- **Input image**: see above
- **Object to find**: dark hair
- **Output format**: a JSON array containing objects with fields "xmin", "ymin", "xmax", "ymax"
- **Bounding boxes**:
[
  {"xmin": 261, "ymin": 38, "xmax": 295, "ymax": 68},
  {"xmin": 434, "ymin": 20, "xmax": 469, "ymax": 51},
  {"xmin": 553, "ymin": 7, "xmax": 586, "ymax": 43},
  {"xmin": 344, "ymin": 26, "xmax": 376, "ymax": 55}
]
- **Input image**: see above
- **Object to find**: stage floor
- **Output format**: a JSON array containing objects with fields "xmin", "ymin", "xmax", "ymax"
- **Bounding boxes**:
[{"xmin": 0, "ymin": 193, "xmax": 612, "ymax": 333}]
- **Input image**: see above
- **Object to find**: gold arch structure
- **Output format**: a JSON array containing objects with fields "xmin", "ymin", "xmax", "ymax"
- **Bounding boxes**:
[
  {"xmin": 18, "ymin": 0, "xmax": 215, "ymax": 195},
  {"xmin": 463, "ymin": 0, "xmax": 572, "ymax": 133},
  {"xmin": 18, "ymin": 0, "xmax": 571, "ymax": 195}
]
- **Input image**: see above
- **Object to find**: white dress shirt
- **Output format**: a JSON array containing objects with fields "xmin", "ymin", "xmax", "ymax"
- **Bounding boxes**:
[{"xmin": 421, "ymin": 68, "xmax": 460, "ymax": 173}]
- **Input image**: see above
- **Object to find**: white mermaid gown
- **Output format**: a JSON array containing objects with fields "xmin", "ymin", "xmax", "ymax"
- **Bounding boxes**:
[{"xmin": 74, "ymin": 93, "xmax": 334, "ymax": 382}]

Do this ->
Count the lines in the records that contain the string "find", and reply with only that number.

Answer to this exercise ->
5